____ Kaynak metin
Projeye karşı çıkanların bütün Hasankeyf’in sular altında kalacağı
yalanını ortaya attılar. Halbuki Hasankeyf’teki en mühim tarihi ve
kültür varlıklarına sahip olan yukarı şehir sular altında kalmayacak.
Sular altında kalan aşağı şehir. Zaten orada bir takım iptidai yapılar
mevcut.
Hükümetin alt yapısı dahi olmayan bu yapılar yerine yine o civardaki
bir alana muhteşem bir Hasankeyf inşa edilecek. Bütün tarihi eserler
ve kültür varlıkları korunacak. Bu amaçla, 125 milyon TL’lik özel
ödenek ayrıldı.
Kredi sözleşmesinin iptal kararının ilmi, teknik bir yönü yoktur. Bu
kesinlikle siyasi bir karardır. Çünkü Türkiye’nin geleceği aydınlık.
Türkiye şu anda bölgesinde büyük bir güçtür. Bundan bazı ülkelerin
rahatsız olması gayet tabiidir.
________
____ Ham veriler
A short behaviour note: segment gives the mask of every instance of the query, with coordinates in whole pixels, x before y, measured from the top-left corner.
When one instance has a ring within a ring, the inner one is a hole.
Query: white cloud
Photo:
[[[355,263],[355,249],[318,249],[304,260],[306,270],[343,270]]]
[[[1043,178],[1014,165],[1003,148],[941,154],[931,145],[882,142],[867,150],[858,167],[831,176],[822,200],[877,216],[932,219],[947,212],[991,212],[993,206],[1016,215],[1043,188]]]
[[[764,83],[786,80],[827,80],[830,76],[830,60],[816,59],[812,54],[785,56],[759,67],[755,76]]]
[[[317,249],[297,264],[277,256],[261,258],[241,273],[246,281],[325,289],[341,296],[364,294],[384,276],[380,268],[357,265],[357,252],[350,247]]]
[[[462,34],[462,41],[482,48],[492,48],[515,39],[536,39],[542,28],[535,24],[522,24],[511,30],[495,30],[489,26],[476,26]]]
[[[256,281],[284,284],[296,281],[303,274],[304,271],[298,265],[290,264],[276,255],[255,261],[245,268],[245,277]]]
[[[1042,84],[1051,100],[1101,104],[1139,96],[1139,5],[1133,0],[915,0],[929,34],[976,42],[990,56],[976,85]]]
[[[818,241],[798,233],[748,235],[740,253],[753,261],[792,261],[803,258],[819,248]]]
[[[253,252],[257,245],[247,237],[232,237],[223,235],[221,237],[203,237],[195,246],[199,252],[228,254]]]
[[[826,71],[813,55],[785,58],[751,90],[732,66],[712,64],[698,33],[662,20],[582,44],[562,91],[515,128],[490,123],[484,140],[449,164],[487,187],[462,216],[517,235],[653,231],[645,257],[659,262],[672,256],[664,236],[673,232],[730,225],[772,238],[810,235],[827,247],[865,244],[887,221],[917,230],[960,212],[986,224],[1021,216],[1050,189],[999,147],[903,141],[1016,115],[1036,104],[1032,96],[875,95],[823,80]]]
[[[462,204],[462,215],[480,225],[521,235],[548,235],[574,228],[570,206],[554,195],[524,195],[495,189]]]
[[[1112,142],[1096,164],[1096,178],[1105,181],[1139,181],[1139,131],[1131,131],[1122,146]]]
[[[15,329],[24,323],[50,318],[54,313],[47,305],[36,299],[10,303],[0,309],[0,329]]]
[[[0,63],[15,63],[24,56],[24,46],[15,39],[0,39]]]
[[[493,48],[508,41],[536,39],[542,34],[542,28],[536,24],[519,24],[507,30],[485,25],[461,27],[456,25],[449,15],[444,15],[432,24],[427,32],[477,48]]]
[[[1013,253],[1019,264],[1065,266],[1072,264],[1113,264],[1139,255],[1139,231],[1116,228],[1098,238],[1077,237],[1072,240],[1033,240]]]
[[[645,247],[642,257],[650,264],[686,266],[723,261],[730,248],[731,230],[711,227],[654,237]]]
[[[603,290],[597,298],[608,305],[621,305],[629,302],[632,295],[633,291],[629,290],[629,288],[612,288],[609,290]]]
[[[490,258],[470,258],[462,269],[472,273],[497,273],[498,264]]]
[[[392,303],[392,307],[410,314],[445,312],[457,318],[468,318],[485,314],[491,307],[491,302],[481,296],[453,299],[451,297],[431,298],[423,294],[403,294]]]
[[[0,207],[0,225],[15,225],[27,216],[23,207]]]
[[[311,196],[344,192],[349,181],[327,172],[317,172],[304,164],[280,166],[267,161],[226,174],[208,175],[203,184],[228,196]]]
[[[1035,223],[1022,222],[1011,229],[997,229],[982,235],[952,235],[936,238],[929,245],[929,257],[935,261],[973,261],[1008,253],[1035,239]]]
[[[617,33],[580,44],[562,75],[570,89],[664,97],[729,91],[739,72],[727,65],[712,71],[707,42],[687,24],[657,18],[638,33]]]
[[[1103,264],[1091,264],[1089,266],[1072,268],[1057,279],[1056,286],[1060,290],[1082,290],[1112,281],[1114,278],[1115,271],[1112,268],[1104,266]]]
________
____ Ham veriler
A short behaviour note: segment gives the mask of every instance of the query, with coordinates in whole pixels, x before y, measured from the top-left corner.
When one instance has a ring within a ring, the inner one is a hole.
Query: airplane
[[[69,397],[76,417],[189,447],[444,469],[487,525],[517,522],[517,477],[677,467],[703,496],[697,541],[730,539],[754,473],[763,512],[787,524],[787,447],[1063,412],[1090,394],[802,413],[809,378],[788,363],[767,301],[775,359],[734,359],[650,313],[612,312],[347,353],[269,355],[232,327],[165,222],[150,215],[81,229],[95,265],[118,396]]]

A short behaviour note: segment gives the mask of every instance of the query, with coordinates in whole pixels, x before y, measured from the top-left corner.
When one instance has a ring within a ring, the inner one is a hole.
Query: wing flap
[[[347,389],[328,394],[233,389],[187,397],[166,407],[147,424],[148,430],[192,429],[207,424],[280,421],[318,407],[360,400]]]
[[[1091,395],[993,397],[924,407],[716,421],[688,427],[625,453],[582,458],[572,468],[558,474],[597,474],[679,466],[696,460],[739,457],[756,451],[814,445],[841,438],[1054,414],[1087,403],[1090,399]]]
________
> [Görevler ve alıştırmalar]
**a)** Hasankeyf metninden "Projeye karşı çıkanların" ifadesinden başlayıp "olması gayet tabiidir." ifadesine kadar, bu ifade de dahil olmak üzere, olduğu gibi alıntılayın.
**b)** Hasankeyf metnine göre, tarihi eserlerin ve kültür varlıklarının korunması amacıyla ne kadarlık özel ödenek ayrıldı?

> [Yanıtlar]
**a)**
Projeye karşı çıkanların bütün Hasankeyf’in sular altında kalacağı
yalanını ortaya attılar. Halbuki Hasankeyf’teki en mühim tarihi ve
kültür varlıklarına sahip olan yukarı şehir sular altında kalmayacak.
Sular altında kalan aşağı şehir. Zaten orada bir takım iptidai yapılar
mevcut.
Hükümetin alt yapısı dahi olmayan bu yapılar yerine yine o civardaki
bir alana muhteşem bir Hasankeyf inşa edilecek. Bütün tarihi eserler
ve kültür varlıkları korunacak. Bu amaçla, 125 milyon TL’lik özel
ödenek ayrıldı.
Kredi sözleşmesinin iptal kararının ilmi, teknik bir yönü yoktur. Bu
kesinlikle siyasi bir karardır. Çünkü Türkiye’nin geleceği aydınlık.
Türkiye şu anda bölgesinde büyük bir güçtür. Bundan bazı ülkelerin
rahatsız olması gayet tabiidir.

**b)** 125 milyon TL'lik özel ödenek ayrıldı.